> [CHALLENGE A]: Give every line of the rows that follow the SWISH::3 page as a JSON list of strings, one string per line, skipping blank lines and leaving out the pictures.

NAME

SWISH::3 - Perl interface to libswish3

SYNOPSIS

use SWISH::3 qw(:constants);
my $handler = sub {
   my $s3_data   = shift;
   my $props     = $s3_data->properties;
   my $prop_hash = $s3_data->config->get_properties;

   print "Properties\n";
   for my $p ( sort keys %$props ) {
       print " key: $p\n";
       my $prop = $prop_hash->get($p);
       printf( "    <%s type='%s'>%s</%s>\n",
           $prop->name, $prop->type, $s3_data->property($p), $prop->name );
   }    

   print "Doc\n";
   for my $d (SWISH_DOC_FIELDS) {
       printf( "%15s: %s\n", $d, $s3_data->doc->$d );
   }    

   print "TokenList\n";
   my $tokens = $s3_data->tokens;
   while ( my $token = $tokens->next ) {
       print '-' x 50, "\n";
       for my $field (SWISH_TOKEN_FIELDS) {
           printf( "%15s: %s\n", $field, $token->$field );
       }    
   }
};
my $swish3 = SWISH::3->new(
               config      => 'path/to/config.xml',
               handler     => $handler,
               regex       => qr/\w+(?:'\w+)*/,
               );
$swish3->parse( 'path/to/file.xml' )

> [LISTING]:
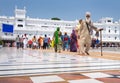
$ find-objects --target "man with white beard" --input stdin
[78,12,103,55]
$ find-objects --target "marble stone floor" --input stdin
[0,47,120,83]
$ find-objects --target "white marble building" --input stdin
[0,8,120,42]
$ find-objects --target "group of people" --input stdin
[16,12,103,55]
[54,12,103,55]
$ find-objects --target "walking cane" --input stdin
[100,29,103,56]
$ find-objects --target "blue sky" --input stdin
[0,0,120,21]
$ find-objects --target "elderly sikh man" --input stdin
[77,12,103,55]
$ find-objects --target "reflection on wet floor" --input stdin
[0,48,120,77]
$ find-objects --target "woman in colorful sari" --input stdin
[54,27,60,52]
[70,30,77,52]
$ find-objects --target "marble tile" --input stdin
[58,73,89,80]
[68,79,104,83]
[96,78,120,83]
[30,75,65,83]
[83,72,113,78]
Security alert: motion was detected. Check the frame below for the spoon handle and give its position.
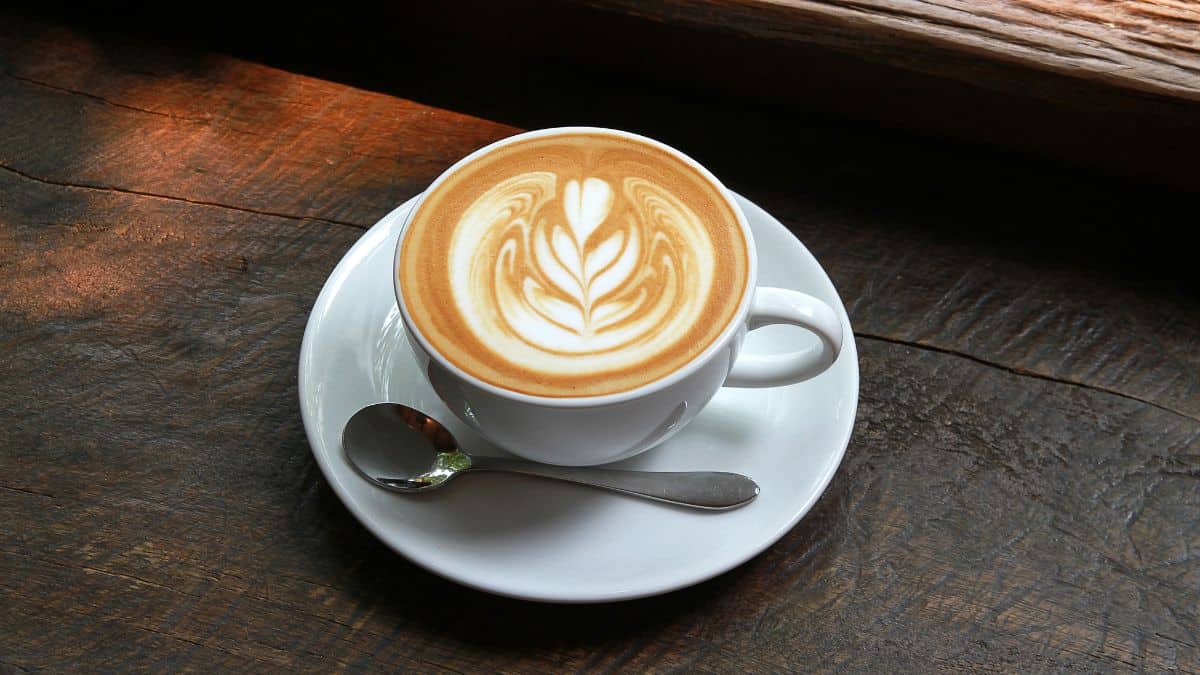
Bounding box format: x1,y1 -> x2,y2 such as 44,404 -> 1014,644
470,456 -> 758,510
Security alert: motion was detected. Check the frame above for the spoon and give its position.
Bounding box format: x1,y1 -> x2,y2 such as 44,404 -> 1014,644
342,404 -> 758,510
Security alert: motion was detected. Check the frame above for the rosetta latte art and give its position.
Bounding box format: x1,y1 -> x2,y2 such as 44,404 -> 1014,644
449,172 -> 714,372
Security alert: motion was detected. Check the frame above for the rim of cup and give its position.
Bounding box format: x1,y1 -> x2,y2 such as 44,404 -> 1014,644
391,126 -> 758,408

> [CHALLENGE B]: According to the SWISH::3 page, what is SWISH::3?

> [COMPLETE RESPONSE A]:
[
  "$ find-objects --target \"man with white beard\" --input stdin",
  "[78,12,103,55]",
  "$ find-objects --target \"marble stone floor\" --input stdin",
  "[0,47,120,83]",
  "$ find-objects --target \"white marble building\" --input stdin",
  "[0,8,120,42]",
  "$ find-objects --target \"group of people\" --input stdin",
  "[16,12,103,55]",
  "[54,12,103,55]",
  "$ find-objects --target \"walking cane\" --input stdin",
  "[100,29,103,56]",
  "$ find-objects --target \"blue sky\" --input stdin",
  "[0,0,120,21]",
  "$ find-objects --target \"elderly sikh man\" --input stdin",
  "[77,12,103,55]",
  "$ find-objects --target \"reflection on wet floor\" --input stdin",
  "[0,48,120,77]",
  "$ find-objects --target \"woman in colorful sari\" --input stdin",
  "[54,27,60,52]",
  "[70,30,77,52]",
  "$ find-objects --target \"marble tile\" --input stdin",
  "[58,73,89,80]",
  "[68,79,104,83]",
  "[96,78,120,83]",
  "[30,75,65,83]",
  "[83,72,113,78]",
  "Security alert: motion was detected. Check the frame below for the spoon handle and give its position.",
  "Bounding box format: x1,y1 -> x2,y2 such as 44,404 -> 1014,644",
  "470,456 -> 758,510",
  "Security alert: motion was detected. Check the frame above for the spoon and give its position.",
  "Bounding box format: x1,y1 -> x2,y2 such as 44,404 -> 1014,644",
  "342,404 -> 758,510",
  "Security alert: motion was detected. Check the frame above for the rosetta latte art and give its position.",
  "Bounding box format: x1,y1 -> x2,y2 such as 44,404 -> 1014,644",
  "449,172 -> 714,372",
  "Security alert: motion was detected. Check the frame above for the rim of cup and give its position.",
  "Bounding box format: x1,y1 -> x2,y2 such as 44,404 -> 1014,644",
  "391,126 -> 758,408"
]

> [COMPLETE RESPONSE B]: A Perl interface to libswish3.